■ Saved entries
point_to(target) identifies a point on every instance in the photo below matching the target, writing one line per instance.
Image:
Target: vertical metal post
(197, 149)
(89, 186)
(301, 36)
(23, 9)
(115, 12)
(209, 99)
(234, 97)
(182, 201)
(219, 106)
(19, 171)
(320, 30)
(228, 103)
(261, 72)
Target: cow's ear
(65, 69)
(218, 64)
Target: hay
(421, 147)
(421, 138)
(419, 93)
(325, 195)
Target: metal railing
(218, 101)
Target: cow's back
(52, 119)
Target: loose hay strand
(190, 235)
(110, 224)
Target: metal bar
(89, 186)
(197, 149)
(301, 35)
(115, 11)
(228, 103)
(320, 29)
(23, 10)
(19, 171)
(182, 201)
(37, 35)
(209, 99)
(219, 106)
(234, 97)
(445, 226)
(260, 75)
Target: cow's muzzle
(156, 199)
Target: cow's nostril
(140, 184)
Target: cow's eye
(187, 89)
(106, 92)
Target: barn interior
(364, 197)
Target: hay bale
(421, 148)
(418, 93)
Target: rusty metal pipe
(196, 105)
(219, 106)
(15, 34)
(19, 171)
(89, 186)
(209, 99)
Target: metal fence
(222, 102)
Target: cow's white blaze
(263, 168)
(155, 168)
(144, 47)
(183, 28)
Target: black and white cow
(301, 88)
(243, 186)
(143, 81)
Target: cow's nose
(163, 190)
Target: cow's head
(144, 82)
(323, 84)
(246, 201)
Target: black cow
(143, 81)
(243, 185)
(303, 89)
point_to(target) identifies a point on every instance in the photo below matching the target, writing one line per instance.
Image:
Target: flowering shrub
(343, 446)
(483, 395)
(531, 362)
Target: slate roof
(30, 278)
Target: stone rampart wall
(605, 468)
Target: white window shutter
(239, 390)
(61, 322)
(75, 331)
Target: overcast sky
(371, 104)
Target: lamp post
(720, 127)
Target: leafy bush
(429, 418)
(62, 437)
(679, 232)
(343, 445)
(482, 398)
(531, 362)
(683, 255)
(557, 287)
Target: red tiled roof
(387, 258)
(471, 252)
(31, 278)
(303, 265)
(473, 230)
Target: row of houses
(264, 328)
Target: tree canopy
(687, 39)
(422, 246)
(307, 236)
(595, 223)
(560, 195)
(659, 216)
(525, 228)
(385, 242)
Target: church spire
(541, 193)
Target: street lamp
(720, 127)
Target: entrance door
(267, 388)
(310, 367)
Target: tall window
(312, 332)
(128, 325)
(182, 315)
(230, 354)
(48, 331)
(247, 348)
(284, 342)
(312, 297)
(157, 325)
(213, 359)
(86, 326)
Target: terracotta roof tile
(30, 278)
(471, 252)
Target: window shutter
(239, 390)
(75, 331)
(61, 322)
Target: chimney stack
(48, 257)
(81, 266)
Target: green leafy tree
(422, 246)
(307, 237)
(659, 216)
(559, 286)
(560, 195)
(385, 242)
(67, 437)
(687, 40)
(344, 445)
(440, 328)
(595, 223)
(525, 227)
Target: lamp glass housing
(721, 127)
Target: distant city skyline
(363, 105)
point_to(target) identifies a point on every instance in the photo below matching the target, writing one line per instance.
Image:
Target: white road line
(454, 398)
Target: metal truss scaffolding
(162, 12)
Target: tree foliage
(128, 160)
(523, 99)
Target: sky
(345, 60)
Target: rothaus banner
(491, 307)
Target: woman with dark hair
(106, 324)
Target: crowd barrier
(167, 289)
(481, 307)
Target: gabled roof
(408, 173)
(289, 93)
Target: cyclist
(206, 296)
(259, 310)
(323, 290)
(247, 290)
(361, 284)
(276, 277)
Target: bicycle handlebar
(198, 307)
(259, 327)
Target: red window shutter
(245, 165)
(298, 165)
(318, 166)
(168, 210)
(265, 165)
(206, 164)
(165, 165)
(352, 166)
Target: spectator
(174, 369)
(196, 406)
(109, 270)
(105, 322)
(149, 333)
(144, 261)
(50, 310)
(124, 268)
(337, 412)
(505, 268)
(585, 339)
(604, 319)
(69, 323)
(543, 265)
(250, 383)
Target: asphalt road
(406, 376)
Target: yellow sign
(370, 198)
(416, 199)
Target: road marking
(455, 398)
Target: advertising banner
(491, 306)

■ EXERCISE
Repeat word for word the lines running from the line containing "Target: red window shutter" to the end of the entries above, inclusive.

■ ANSWER AREA
Target: red window shutter
(245, 165)
(298, 165)
(318, 166)
(168, 210)
(265, 165)
(206, 164)
(165, 165)
(352, 166)
Target: spectator
(174, 369)
(196, 406)
(109, 270)
(105, 322)
(149, 333)
(144, 261)
(50, 310)
(124, 268)
(337, 412)
(505, 268)
(585, 339)
(604, 319)
(69, 323)
(543, 265)
(250, 383)
Target: asphalt road
(406, 376)
Target: yellow sign
(370, 198)
(416, 199)
Target: road marking
(455, 398)
Target: advertising banner
(491, 306)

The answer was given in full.